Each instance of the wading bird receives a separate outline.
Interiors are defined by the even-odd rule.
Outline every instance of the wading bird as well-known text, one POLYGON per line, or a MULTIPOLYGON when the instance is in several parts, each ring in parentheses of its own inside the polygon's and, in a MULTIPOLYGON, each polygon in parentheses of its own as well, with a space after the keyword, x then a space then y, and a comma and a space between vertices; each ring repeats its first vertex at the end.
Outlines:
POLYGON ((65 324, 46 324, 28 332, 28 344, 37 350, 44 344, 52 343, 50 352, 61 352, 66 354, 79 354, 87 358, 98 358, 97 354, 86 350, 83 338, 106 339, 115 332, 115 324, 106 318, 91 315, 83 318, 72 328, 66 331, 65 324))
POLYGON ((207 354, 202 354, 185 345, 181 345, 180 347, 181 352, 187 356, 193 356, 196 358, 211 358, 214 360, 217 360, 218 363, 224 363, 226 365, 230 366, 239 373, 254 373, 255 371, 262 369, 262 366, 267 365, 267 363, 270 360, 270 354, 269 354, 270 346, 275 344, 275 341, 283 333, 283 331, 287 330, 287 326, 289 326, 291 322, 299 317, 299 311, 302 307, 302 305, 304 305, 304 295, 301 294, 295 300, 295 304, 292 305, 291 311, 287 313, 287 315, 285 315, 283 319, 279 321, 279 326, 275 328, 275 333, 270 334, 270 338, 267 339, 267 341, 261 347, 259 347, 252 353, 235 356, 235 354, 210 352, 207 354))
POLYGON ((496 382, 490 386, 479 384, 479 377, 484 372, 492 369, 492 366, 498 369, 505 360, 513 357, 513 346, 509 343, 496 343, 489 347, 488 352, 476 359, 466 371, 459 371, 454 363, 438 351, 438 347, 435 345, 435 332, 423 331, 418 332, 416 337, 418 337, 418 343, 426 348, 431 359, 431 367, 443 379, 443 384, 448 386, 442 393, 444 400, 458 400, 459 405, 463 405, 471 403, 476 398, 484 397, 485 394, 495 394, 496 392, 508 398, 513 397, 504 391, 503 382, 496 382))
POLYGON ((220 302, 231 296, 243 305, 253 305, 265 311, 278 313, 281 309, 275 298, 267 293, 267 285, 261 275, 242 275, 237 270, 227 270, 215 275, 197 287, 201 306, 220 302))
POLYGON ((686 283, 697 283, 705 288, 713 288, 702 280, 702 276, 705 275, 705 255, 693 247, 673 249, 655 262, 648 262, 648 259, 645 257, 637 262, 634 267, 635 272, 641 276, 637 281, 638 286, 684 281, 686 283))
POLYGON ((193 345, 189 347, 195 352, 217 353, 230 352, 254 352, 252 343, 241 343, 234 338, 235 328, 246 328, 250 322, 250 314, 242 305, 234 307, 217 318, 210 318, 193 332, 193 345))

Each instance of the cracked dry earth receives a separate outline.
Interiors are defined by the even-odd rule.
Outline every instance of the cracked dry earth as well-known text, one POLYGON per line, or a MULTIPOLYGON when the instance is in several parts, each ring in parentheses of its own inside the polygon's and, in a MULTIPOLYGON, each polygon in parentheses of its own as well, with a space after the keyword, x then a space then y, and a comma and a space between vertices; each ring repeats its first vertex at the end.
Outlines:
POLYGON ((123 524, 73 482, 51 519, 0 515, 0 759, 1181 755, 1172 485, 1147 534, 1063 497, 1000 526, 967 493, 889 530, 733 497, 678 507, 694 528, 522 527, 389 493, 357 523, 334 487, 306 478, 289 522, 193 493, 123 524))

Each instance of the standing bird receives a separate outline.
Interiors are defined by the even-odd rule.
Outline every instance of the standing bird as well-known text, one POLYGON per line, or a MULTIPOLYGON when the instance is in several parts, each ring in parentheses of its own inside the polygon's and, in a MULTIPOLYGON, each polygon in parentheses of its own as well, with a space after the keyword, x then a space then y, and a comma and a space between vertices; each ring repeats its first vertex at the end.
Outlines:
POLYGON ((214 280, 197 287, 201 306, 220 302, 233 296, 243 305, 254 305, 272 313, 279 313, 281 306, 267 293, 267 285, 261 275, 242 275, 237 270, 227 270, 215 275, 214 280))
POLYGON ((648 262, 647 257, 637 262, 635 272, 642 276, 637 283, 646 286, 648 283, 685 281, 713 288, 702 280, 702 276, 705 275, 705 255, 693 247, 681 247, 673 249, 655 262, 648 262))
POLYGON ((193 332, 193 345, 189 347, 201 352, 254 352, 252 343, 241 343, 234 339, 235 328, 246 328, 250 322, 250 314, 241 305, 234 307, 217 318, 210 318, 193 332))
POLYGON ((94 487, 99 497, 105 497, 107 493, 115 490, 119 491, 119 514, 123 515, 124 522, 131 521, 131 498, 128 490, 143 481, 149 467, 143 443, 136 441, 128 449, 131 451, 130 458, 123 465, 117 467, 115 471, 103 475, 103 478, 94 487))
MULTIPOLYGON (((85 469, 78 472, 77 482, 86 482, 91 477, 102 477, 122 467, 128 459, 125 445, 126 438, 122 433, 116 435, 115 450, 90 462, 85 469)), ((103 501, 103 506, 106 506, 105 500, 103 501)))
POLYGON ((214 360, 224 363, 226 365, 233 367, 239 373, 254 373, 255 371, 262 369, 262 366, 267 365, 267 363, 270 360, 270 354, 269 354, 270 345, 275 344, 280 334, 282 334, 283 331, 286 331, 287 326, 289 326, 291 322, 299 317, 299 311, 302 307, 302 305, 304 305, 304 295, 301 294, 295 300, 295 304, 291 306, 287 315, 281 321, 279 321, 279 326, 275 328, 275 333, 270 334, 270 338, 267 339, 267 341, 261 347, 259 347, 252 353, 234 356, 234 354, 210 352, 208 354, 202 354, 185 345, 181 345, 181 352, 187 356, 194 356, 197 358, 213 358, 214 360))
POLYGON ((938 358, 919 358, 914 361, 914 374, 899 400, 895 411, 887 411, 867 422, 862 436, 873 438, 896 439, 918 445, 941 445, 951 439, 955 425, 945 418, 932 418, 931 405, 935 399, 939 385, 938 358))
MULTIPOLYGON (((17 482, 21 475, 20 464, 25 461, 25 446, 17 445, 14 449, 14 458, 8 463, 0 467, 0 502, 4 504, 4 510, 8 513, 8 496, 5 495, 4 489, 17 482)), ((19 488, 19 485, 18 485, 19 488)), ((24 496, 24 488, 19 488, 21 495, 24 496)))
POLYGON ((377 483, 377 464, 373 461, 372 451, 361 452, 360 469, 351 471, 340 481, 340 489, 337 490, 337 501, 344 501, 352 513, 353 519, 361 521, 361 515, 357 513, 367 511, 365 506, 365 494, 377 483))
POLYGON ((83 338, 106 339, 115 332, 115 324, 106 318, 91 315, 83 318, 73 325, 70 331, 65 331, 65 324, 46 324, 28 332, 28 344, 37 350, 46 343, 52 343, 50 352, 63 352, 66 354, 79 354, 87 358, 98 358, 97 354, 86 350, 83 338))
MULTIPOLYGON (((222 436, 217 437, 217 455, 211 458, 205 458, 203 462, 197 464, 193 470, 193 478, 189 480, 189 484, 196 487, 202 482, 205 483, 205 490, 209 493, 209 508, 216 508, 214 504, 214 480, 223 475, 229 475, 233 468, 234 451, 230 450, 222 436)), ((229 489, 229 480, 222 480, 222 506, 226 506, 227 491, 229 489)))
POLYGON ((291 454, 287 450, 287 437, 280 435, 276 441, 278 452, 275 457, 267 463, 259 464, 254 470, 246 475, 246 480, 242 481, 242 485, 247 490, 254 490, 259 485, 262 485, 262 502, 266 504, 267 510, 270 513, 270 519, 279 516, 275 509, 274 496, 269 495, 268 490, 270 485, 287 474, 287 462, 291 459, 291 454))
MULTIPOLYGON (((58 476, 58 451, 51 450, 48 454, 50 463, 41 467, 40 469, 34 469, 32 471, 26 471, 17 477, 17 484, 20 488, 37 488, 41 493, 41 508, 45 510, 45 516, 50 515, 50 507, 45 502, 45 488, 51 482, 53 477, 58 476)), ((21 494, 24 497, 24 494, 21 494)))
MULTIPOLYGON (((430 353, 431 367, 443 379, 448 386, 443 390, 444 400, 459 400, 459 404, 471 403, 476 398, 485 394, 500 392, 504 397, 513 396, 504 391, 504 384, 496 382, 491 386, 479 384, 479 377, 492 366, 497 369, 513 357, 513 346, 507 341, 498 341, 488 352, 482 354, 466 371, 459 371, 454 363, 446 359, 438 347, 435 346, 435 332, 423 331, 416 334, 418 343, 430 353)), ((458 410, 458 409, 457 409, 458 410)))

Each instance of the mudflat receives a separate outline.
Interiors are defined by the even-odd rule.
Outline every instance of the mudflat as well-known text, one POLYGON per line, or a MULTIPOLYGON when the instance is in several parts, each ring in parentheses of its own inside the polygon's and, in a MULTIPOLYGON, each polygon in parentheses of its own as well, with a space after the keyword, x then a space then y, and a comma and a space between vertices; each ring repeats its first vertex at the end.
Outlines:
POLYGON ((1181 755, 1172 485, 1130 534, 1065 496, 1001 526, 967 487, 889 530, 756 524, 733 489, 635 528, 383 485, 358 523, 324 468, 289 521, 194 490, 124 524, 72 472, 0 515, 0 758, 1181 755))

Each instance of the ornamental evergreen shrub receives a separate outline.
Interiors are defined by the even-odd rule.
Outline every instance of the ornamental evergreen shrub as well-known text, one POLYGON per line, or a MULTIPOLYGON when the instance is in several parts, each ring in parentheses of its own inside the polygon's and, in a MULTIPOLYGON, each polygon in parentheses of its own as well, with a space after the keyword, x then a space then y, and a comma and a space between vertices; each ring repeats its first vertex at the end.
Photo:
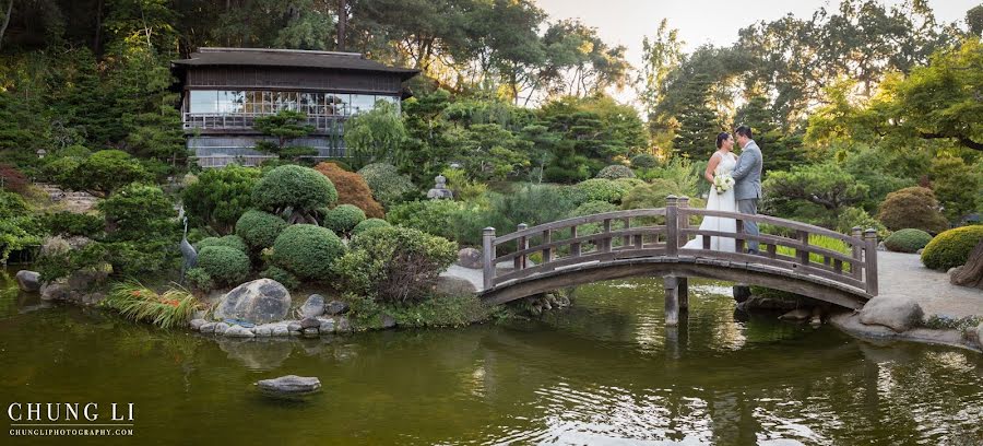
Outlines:
POLYGON ((194 249, 202 250, 209 246, 227 246, 233 249, 240 250, 242 253, 248 253, 249 247, 246 245, 246 240, 238 235, 226 235, 223 237, 206 237, 201 242, 194 244, 194 249))
POLYGON ((353 236, 358 235, 365 231, 371 230, 372 227, 384 227, 384 226, 392 226, 392 225, 382 219, 367 219, 355 225, 355 227, 352 230, 352 235, 353 236))
POLYGON ((350 248, 334 263, 334 273, 346 290, 388 303, 422 300, 458 257, 453 242, 400 226, 365 231, 350 248))
POLYGON ((591 178, 575 186, 577 202, 607 201, 618 204, 632 187, 626 181, 613 181, 604 178, 591 178))
POLYGON ((335 234, 347 234, 355 225, 365 221, 365 212, 354 204, 339 204, 324 214, 323 226, 335 234))
POLYGON ((970 253, 983 240, 983 225, 962 226, 936 235, 922 251, 925 267, 948 271, 949 268, 966 265, 970 253))
POLYGON ((296 290, 300 287, 300 280, 298 280, 296 275, 291 274, 289 271, 280 267, 271 266, 270 268, 263 270, 263 272, 260 272, 260 277, 263 279, 275 280, 287 290, 296 290))
POLYGON ((907 187, 888 193, 877 219, 891 231, 912 227, 938 234, 949 227, 938 210, 935 193, 924 187, 907 187))
POLYGON ((301 280, 325 280, 331 263, 345 251, 331 230, 312 224, 289 226, 273 243, 273 263, 301 280))
POLYGON ((274 214, 291 210, 300 218, 298 221, 306 220, 318 208, 334 206, 336 201, 337 190, 328 177, 297 165, 273 168, 252 188, 252 202, 257 208, 274 214))
POLYGON ((659 159, 651 153, 639 153, 631 157, 631 167, 653 168, 659 166, 659 159))
POLYGON ((236 222, 236 235, 253 249, 269 248, 286 226, 286 222, 276 215, 249 210, 236 222))
POLYGON ((372 197, 387 209, 403 201, 403 197, 416 191, 416 186, 406 175, 400 175, 395 166, 386 163, 372 163, 360 169, 358 175, 365 178, 372 197))
POLYGON ((895 253, 917 253, 932 242, 932 235, 915 228, 898 231, 884 240, 884 247, 895 253))
POLYGON ((249 256, 228 246, 205 246, 198 253, 198 268, 216 283, 236 284, 249 275, 249 256))
POLYGON ((386 216, 382 204, 372 198, 372 191, 362 175, 346 172, 334 162, 321 163, 315 171, 328 177, 337 189, 339 204, 354 204, 365 212, 366 216, 381 219, 386 216))
POLYGON ((621 164, 612 164, 607 167, 601 169, 597 173, 596 178, 605 178, 605 179, 618 179, 618 178, 635 178, 635 172, 631 172, 631 168, 621 165, 621 164))

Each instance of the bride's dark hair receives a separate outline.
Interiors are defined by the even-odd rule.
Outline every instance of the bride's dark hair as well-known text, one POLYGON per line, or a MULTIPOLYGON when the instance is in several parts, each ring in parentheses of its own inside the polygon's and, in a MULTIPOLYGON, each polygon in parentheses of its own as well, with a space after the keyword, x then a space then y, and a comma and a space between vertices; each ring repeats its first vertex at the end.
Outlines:
POLYGON ((725 131, 716 133, 716 148, 720 149, 723 145, 723 142, 727 140, 727 138, 731 138, 731 133, 727 133, 725 131))

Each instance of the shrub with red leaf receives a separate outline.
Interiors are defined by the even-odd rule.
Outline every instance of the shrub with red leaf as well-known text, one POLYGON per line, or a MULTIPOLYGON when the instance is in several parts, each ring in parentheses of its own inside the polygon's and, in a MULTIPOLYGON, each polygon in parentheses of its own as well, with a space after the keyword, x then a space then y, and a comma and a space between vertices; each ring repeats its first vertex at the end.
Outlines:
POLYGON ((0 185, 12 192, 24 193, 27 190, 27 176, 10 164, 0 163, 0 185))
POLYGON ((337 189, 339 204, 354 204, 369 219, 382 219, 382 206, 372 198, 372 191, 362 175, 347 172, 334 163, 320 163, 315 169, 323 174, 337 189))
────────────────────────────────────────
> [PROMPT] Quote the listing above verbatim, from the line containing "Each instance of the shrub" through its final line.

> [EXPECTED OUTPUT]
Each instance of the shrub with red leaf receives a separate outline.
Interiors are defined by the even-odd rule.
Outline every instance of the shrub with red leaf as well-known text, one POLYGON per line, or a MULTIPOLYGON when the instance is in several parts, each ring in parentheses of its own inside the polygon's and, in a MULTIPOLYGON, each polygon in parentheses of its own as well, with a space after the keyword, x then a space then y, and a comma and a space between vertices; each ring repeats its first vertex at the end.
Outlines:
POLYGON ((0 185, 12 192, 24 193, 27 190, 27 176, 10 164, 0 163, 0 185))
POLYGON ((337 189, 339 204, 354 204, 369 219, 382 219, 382 206, 372 198, 372 191, 362 175, 347 172, 334 163, 320 163, 315 169, 323 174, 337 189))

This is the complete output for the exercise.